» **Task instructions**
Skipping all images, output the listing word for word.
======== Data shown ========
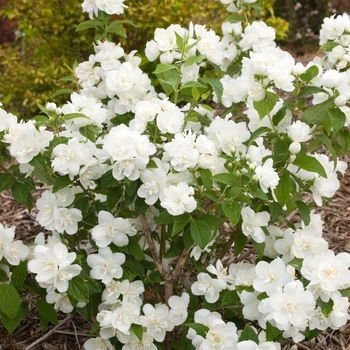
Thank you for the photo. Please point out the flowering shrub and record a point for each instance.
(153, 190)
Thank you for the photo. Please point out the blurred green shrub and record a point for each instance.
(32, 65)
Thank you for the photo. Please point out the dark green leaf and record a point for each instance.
(227, 179)
(180, 222)
(19, 275)
(12, 323)
(216, 86)
(137, 329)
(47, 311)
(6, 181)
(265, 106)
(200, 329)
(230, 298)
(78, 289)
(88, 24)
(61, 182)
(21, 194)
(326, 307)
(310, 164)
(9, 300)
(304, 211)
(240, 243)
(271, 332)
(309, 74)
(337, 118)
(249, 334)
(201, 233)
(283, 189)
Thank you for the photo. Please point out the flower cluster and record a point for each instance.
(149, 186)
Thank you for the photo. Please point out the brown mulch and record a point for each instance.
(72, 331)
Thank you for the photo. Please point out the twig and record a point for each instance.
(152, 247)
(46, 335)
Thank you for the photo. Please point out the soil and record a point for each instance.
(73, 330)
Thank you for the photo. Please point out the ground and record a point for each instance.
(72, 331)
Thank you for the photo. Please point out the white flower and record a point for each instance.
(253, 222)
(267, 175)
(156, 321)
(15, 252)
(111, 229)
(106, 265)
(291, 308)
(67, 220)
(271, 276)
(6, 237)
(178, 199)
(299, 131)
(308, 242)
(134, 343)
(178, 308)
(112, 7)
(207, 286)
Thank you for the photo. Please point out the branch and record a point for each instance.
(152, 247)
(38, 341)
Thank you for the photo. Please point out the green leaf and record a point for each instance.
(309, 74)
(271, 332)
(338, 119)
(240, 243)
(117, 28)
(232, 210)
(326, 307)
(180, 222)
(47, 311)
(328, 144)
(249, 334)
(164, 218)
(21, 194)
(9, 300)
(201, 233)
(345, 292)
(309, 90)
(206, 177)
(135, 267)
(71, 116)
(6, 181)
(317, 114)
(328, 46)
(234, 18)
(265, 106)
(163, 67)
(61, 182)
(259, 247)
(216, 85)
(304, 211)
(309, 163)
(200, 329)
(258, 132)
(283, 189)
(137, 329)
(19, 275)
(78, 289)
(61, 92)
(230, 298)
(88, 24)
(12, 323)
(227, 179)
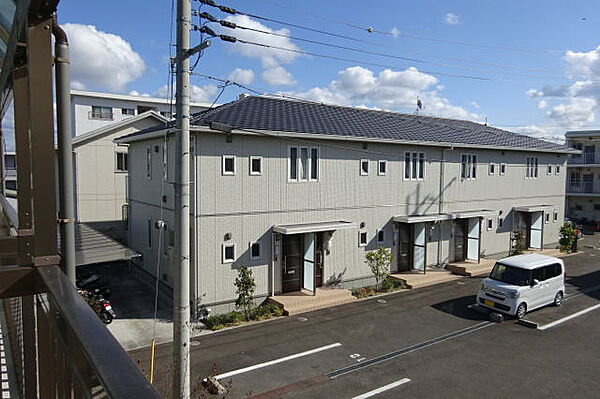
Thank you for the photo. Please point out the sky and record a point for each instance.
(529, 66)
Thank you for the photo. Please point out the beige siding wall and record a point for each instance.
(249, 206)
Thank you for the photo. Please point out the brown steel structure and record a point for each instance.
(58, 346)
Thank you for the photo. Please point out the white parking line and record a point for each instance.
(382, 389)
(280, 360)
(577, 314)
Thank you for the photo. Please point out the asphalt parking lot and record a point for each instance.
(423, 343)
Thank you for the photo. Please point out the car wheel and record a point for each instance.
(558, 298)
(521, 310)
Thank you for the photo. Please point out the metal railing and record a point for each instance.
(582, 188)
(76, 354)
(583, 159)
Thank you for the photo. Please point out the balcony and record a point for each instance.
(582, 189)
(584, 159)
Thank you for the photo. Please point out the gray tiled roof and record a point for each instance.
(284, 115)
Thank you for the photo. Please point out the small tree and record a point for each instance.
(379, 261)
(245, 289)
(568, 237)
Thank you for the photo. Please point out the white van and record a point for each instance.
(522, 283)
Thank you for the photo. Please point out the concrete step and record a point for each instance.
(296, 303)
(414, 281)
========
» **Solution to this exercise**
Thank you for the photo. Please point out the flowering shrub and record a point for each instance.
(153, 190)
Thank you for the photo. Please point out the blurred green shrub and record a point for each instance.
(32, 65)
Thank you for the photo. Please point out the dark green leaf and record a point for each instance.
(227, 179)
(180, 222)
(19, 275)
(12, 323)
(216, 86)
(137, 329)
(47, 311)
(6, 181)
(265, 106)
(200, 329)
(230, 298)
(78, 289)
(88, 24)
(61, 182)
(21, 194)
(326, 307)
(310, 164)
(9, 300)
(304, 211)
(240, 243)
(271, 332)
(309, 74)
(337, 118)
(249, 334)
(201, 233)
(283, 189)
Thank you for the photo. Please point out the flower cluster and record a point for each instance.
(149, 186)
Thank you for the photo. Please point out the brown mulch and record a point for each instance.
(72, 331)
Thank you for the photo. Please point out the twig and record a point for each instance.
(152, 247)
(46, 335)
Thank you for the photo. Please point out the soil and record a point for each instance.
(73, 330)
Thank you for the photo. Please point out the ground and record a point for each instance.
(72, 331)
Thank you for the photo. Please point out the white flower and record a point for each instance.
(253, 222)
(267, 175)
(156, 321)
(15, 252)
(111, 229)
(106, 265)
(291, 308)
(67, 220)
(271, 276)
(6, 237)
(178, 199)
(299, 131)
(308, 242)
(134, 343)
(178, 308)
(112, 7)
(207, 286)
Thank you for the photo. Please point out the branch and record a point for each instance.
(152, 247)
(38, 341)
Thank you for the photo. Please point out the green leaf and record a point for each instance.
(309, 74)
(271, 332)
(338, 119)
(240, 243)
(117, 28)
(232, 210)
(326, 307)
(180, 222)
(47, 311)
(328, 144)
(249, 334)
(164, 218)
(21, 194)
(9, 300)
(201, 233)
(345, 292)
(309, 90)
(206, 177)
(135, 267)
(71, 116)
(6, 181)
(317, 114)
(328, 46)
(234, 18)
(265, 106)
(163, 67)
(61, 182)
(259, 247)
(216, 85)
(304, 211)
(309, 163)
(200, 329)
(258, 132)
(283, 189)
(137, 329)
(19, 275)
(78, 289)
(61, 92)
(230, 298)
(88, 24)
(12, 323)
(227, 179)
Thank you for the photo. Please point out the sky and record a point for each instance.
(529, 66)
Thank you for the photo. Please point out the beige siding wall and record a point for each instance.
(249, 206)
Thank you for the photo. Please point out the brown steel structure and record a point for each instance.
(58, 346)
Thank you for the photo. Please point out the white parking line and record a point for each instance.
(382, 389)
(280, 360)
(577, 314)
Thank you for the photo. Please point out the asphalt parking lot and record a point for each instance.
(423, 343)
Thank you for the photo. Please point out the car wheel and record a point for each instance.
(558, 298)
(521, 310)
Thank you for the photo. Please point out the metal railing and record a point for each instance.
(582, 188)
(76, 354)
(583, 159)
Thank you for the photo. Please point out the balcony and record a point for each instance.
(582, 189)
(584, 159)
Thank you for the photo. Please point out the gray tiled roof and record a point for each instance.
(284, 115)
Thank you for the photo. Please point out the small tree and record a point for each instance.
(379, 261)
(245, 289)
(568, 237)
Thank you for the photo. Please point out the white van and record a point for each instance.
(522, 283)
Thank you for the photo. Please point out the concrete step and record a point for each instance.
(296, 303)
(414, 281)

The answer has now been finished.